Goal of the exercise: The passage below on soy and dementia risk names several other foods that contain daidzein. List them.

Text passage:
++++++

Dementia risk may be reduced by consuming dietary soy, at least in those who have the right kind of gut microbes to produce a compound called equol from its soy-derived precursors. Equol is a metabolite of the soy isoflavone daidzein that is produced only by specific gut bacteria.
A recent study assessed serum levels of equol in 91 healthy elderly Japanese participants (who are known for consuming higher levels of traditional soy foods) for four years and then took MRI and PET scans 6 to 9 years later. They then compared non-producers, low producers, and high producers of equol to the white matter lesion percentage they found on the scans. Their findings showed a 50% decrease in white matter lesions in high producers of equol compared with low producers.
About 40-70% of Japanese have the right gut bacteria that can convert soy isoflavones into equol, while only 20-30% of Americans do. This may be due to variances in intestinal bacteria, types of soy isoflavones consumed and genetics. It’s possible that changes in dietary and lifestyle habits in Japanese migrants to Western countries may cause their microbiomes to reduce their equol-producing capability, as suggested by research showing that those migrants lose the protective effects of soy in their diets after they relocate.
Isoflavones are not widely consumed in the American diet and when they are they are of the modern, processed soy variety. In addition, without the specific microbes to convert daidzein, equol cannot be produced. Traditional, fermented soy preparations, such as “stinky” tofu, often naturally come with the those desired probiotic species, thus inoculating the microbiota at the same time as feeding it what it needs to make equol. Other foods containing daidzein are non-fermented soybeans, kudzu root, currants, raisins, and pistachio nuts.

++++++

Data listing:
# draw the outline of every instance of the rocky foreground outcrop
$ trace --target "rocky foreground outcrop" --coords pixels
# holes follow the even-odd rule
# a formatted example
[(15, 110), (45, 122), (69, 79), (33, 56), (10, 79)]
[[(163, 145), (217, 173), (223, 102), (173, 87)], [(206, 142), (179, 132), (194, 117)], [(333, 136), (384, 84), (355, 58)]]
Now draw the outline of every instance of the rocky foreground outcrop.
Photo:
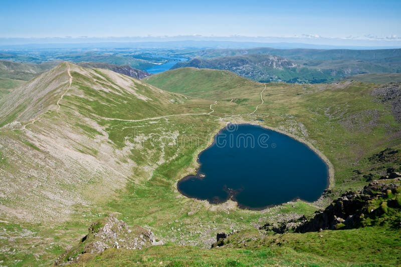
[(107, 248), (141, 250), (154, 244), (161, 244), (151, 231), (140, 226), (131, 228), (114, 216), (94, 222), (89, 233), (72, 249), (60, 256), (55, 265), (76, 262), (82, 255), (100, 253)]
[(298, 232), (388, 224), (401, 228), (401, 178), (376, 180), (360, 192), (347, 192), (302, 222)]

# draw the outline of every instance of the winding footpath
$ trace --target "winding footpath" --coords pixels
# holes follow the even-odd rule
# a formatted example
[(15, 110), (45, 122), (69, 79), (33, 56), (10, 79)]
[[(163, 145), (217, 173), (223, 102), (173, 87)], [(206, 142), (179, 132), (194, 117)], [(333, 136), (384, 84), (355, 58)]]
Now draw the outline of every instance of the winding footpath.
[[(57, 100), (57, 109), (56, 110), (56, 111), (57, 112), (58, 114), (59, 114), (59, 111), (60, 110), (60, 102), (63, 100), (64, 96), (65, 96), (67, 92), (68, 92), (68, 91), (70, 90), (70, 88), (71, 88), (71, 84), (72, 84), (72, 76), (71, 76), (71, 68), (69, 66), (68, 66), (67, 69), (67, 73), (68, 74), (68, 76), (70, 77), (70, 78), (69, 80), (68, 87), (67, 88), (67, 90), (66, 90), (66, 91), (63, 94), (61, 95), (61, 96), (60, 96), (60, 98), (59, 98), (59, 100)], [(32, 125), (34, 123), (35, 123), (36, 122), (40, 121), (42, 119), (41, 118), (39, 118), (39, 117), (37, 118), (31, 119), (30, 120), (31, 121), (30, 122), (29, 122), (27, 124), (22, 126), (21, 127), (21, 130), (25, 130), (27, 128), (27, 126), (29, 125)]]
[(259, 106), (263, 105), (263, 104), (265, 102), (263, 100), (263, 96), (262, 96), (262, 94), (263, 94), (263, 92), (264, 92), (265, 90), (266, 90), (266, 84), (265, 84), (265, 88), (263, 89), (262, 90), (261, 92), (260, 92), (260, 99), (261, 99), (261, 100), (262, 100), (262, 103), (261, 103), (260, 104), (259, 104), (258, 106), (256, 106), (256, 108), (255, 108), (255, 110), (254, 110), (254, 112), (252, 113), (251, 113), (251, 114), (255, 114), (255, 112), (256, 112), (258, 110), (258, 108), (259, 108)]
[[(69, 66), (68, 66), (68, 68), (67, 68), (67, 73), (68, 74), (68, 76), (69, 76), (69, 84), (68, 85), (68, 87), (67, 88), (67, 90), (66, 90), (66, 91), (63, 94), (61, 95), (61, 96), (60, 96), (60, 98), (59, 98), (59, 100), (57, 100), (57, 109), (56, 110), (56, 112), (57, 112), (57, 114), (59, 114), (59, 110), (60, 110), (61, 108), (61, 106), (60, 106), (60, 102), (62, 100), (63, 100), (64, 96), (70, 90), (70, 89), (71, 88), (71, 84), (72, 84), (73, 78), (72, 78), (72, 76), (71, 75), (71, 69), (70, 69), (70, 68)], [(260, 98), (261, 98), (261, 100), (262, 100), (262, 102), (260, 104), (259, 104), (258, 106), (256, 106), (256, 108), (255, 108), (255, 110), (254, 110), (253, 112), (252, 112), (252, 113), (249, 114), (255, 114), (255, 112), (257, 111), (258, 111), (258, 108), (259, 108), (259, 107), (264, 104), (265, 102), (264, 102), (264, 100), (263, 100), (263, 92), (265, 92), (265, 90), (266, 90), (266, 84), (265, 84), (265, 88), (263, 88), (263, 90), (260, 92)], [(96, 116), (96, 117), (98, 118), (100, 118), (103, 119), (103, 120), (119, 120), (119, 121), (120, 121), (120, 122), (145, 122), (145, 121), (146, 121), (146, 120), (159, 120), (159, 119), (161, 119), (161, 118), (170, 118), (170, 117), (175, 117), (175, 116), (205, 115), (205, 116), (214, 116), (214, 117), (216, 117), (216, 118), (218, 118), (220, 120), (224, 120), (226, 118), (227, 118), (227, 117), (226, 117), (226, 118), (221, 118), (221, 117), (220, 117), (219, 116), (216, 116), (212, 114), (213, 112), (215, 112), (215, 110), (213, 109), (213, 106), (216, 105), (217, 104), (218, 104), (218, 102), (217, 101), (215, 101), (214, 103), (213, 103), (213, 104), (211, 104), (210, 108), (211, 112), (209, 112), (209, 113), (207, 113), (207, 112), (203, 112), (203, 113), (184, 113), (184, 114), (171, 114), (171, 115), (166, 115), (166, 116), (158, 116), (158, 117), (152, 117), (152, 118), (142, 118), (142, 119), (140, 119), (140, 120), (125, 120), (125, 119), (122, 119), (122, 118), (110, 118), (103, 117), (103, 116)], [(24, 126), (23, 126), (22, 128), (21, 128), (21, 130), (25, 130), (27, 126), (28, 126), (29, 125), (30, 125), (30, 124), (33, 124), (35, 122), (38, 122), (38, 121), (39, 121), (40, 120), (40, 119), (39, 118), (32, 120), (32, 121), (31, 122), (30, 122), (29, 123), (27, 124), (24, 124)]]
[(64, 92), (64, 94), (62, 94), (59, 100), (57, 100), (57, 114), (58, 114), (59, 113), (59, 110), (60, 110), (60, 102), (62, 100), (63, 100), (63, 98), (64, 98), (64, 96), (65, 96), (67, 92), (68, 92), (68, 91), (70, 90), (70, 88), (71, 88), (71, 84), (72, 84), (72, 76), (71, 76), (71, 68), (70, 68), (69, 65), (68, 66), (68, 68), (67, 68), (67, 73), (68, 74), (68, 76), (70, 76), (70, 80), (69, 80), (69, 82), (70, 84), (69, 84), (68, 88), (67, 88), (67, 90), (66, 90), (66, 92)]

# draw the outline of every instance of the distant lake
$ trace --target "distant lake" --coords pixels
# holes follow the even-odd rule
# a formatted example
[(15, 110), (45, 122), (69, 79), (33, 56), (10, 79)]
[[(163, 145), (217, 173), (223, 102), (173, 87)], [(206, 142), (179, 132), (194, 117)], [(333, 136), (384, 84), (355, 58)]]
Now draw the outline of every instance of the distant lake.
[(187, 58), (170, 58), (167, 56), (165, 58), (169, 60), (173, 60), (174, 61), (169, 61), (164, 64), (160, 64), (159, 65), (155, 64), (154, 66), (146, 68), (144, 70), (152, 74), (156, 74), (165, 72), (166, 70), (168, 70), (178, 62), (188, 60)]
[(229, 124), (198, 156), (196, 174), (178, 190), (222, 203), (231, 198), (259, 210), (296, 198), (317, 200), (328, 186), (326, 164), (305, 144), (260, 126)]

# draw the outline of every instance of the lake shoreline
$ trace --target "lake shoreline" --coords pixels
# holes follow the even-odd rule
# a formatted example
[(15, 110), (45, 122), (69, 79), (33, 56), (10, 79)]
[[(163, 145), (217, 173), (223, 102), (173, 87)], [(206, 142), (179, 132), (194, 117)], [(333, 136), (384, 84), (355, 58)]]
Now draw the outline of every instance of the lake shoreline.
[(248, 125), (252, 125), (258, 126), (261, 127), (262, 128), (265, 128), (266, 130), (270, 130), (274, 131), (276, 132), (279, 134), (282, 134), (285, 135), (294, 140), (298, 141), (301, 143), (304, 146), (305, 146), (308, 148), (310, 150), (313, 152), (314, 152), (320, 160), (324, 162), (326, 167), (327, 168), (327, 187), (325, 188), (325, 190), (327, 189), (331, 189), (334, 186), (334, 168), (332, 164), (331, 163), (330, 160), (328, 158), (326, 157), (326, 156), (319, 150), (315, 148), (310, 142), (307, 141), (306, 140), (300, 138), (298, 136), (294, 136), (294, 134), (291, 134), (286, 132), (284, 132), (280, 129), (278, 129), (273, 127), (271, 127), (265, 125), (261, 125), (258, 123), (255, 123), (255, 122), (249, 122), (249, 121), (245, 121), (242, 120), (241, 122), (226, 122), (226, 123), (222, 123), (221, 124), (222, 126), (224, 125), (223, 127), (219, 130), (213, 136), (213, 138), (211, 138), (211, 142), (209, 143), (209, 144), (207, 146), (206, 148), (203, 148), (202, 150), (199, 150), (200, 151), (197, 153), (197, 156), (196, 158), (196, 168), (195, 168), (193, 170), (194, 172), (188, 172), (186, 175), (183, 176), (181, 176), (181, 178), (178, 180), (175, 183), (175, 188), (177, 190), (178, 192), (182, 196), (183, 196), (186, 198), (191, 198), (191, 199), (195, 199), (198, 200), (199, 201), (202, 202), (207, 202), (211, 204), (215, 204), (216, 206), (221, 205), (221, 204), (227, 202), (229, 200), (231, 200), (236, 203), (236, 207), (237, 208), (239, 208), (242, 210), (255, 210), (255, 211), (262, 211), (264, 210), (266, 210), (266, 209), (268, 209), (271, 208), (273, 206), (280, 206), (283, 204), (285, 204), (285, 203), (288, 203), (293, 202), (294, 201), (296, 201), (298, 200), (305, 202), (309, 203), (314, 203), (317, 201), (319, 200), (322, 198), (323, 194), (321, 195), (316, 200), (314, 201), (308, 201), (302, 200), (302, 198), (299, 198), (299, 196), (297, 196), (293, 198), (292, 200), (289, 200), (289, 202), (285, 202), (278, 204), (271, 204), (266, 206), (264, 206), (262, 207), (257, 207), (257, 208), (253, 208), (247, 206), (246, 205), (241, 204), (238, 202), (236, 199), (236, 194), (234, 194), (235, 192), (228, 192), (228, 198), (225, 200), (223, 199), (216, 199), (216, 200), (204, 200), (200, 198), (198, 198), (195, 196), (189, 196), (188, 194), (185, 193), (181, 190), (180, 190), (179, 184), (180, 183), (185, 182), (185, 180), (190, 179), (190, 178), (195, 178), (195, 179), (199, 179), (199, 180), (203, 180), (203, 178), (205, 177), (205, 175), (202, 174), (200, 172), (200, 168), (201, 166), (201, 164), (199, 162), (199, 158), (202, 156), (202, 154), (206, 150), (208, 150), (208, 148), (213, 146), (216, 142), (216, 136), (218, 136), (220, 132), (226, 129), (227, 125), (229, 124), (248, 124)]

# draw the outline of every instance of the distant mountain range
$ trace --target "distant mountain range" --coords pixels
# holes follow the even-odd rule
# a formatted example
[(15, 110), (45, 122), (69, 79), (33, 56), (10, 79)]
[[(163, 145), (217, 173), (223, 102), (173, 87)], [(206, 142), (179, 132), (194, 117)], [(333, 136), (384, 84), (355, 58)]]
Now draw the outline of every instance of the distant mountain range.
[(317, 83), (366, 73), (401, 72), (401, 49), (207, 50), (182, 67), (232, 71), (258, 82)]

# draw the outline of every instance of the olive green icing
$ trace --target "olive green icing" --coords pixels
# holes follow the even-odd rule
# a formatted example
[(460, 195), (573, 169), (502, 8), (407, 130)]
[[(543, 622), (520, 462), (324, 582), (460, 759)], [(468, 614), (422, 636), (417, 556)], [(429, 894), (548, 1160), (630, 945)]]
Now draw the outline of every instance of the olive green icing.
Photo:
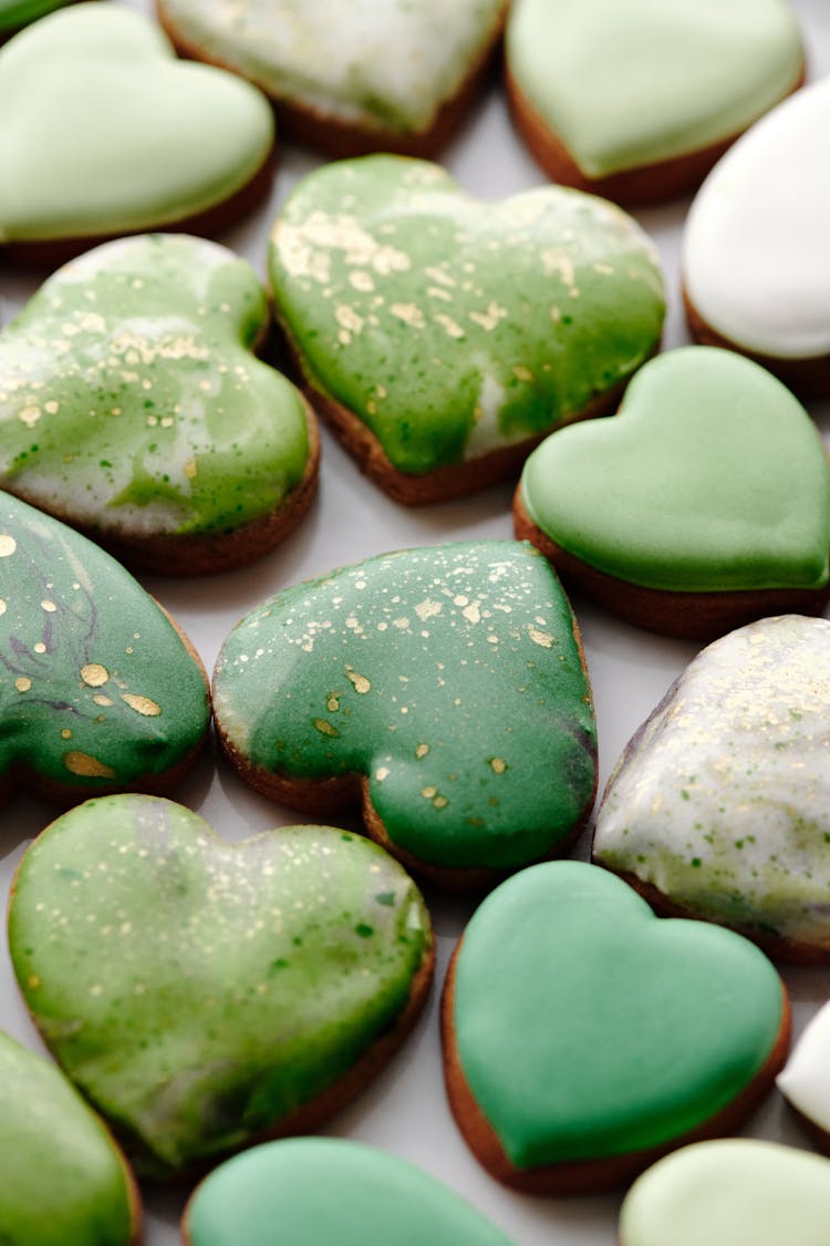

++++++

Written answer: Non-fermented soybeans, kudzu root, currants, raisins, pistachio nuts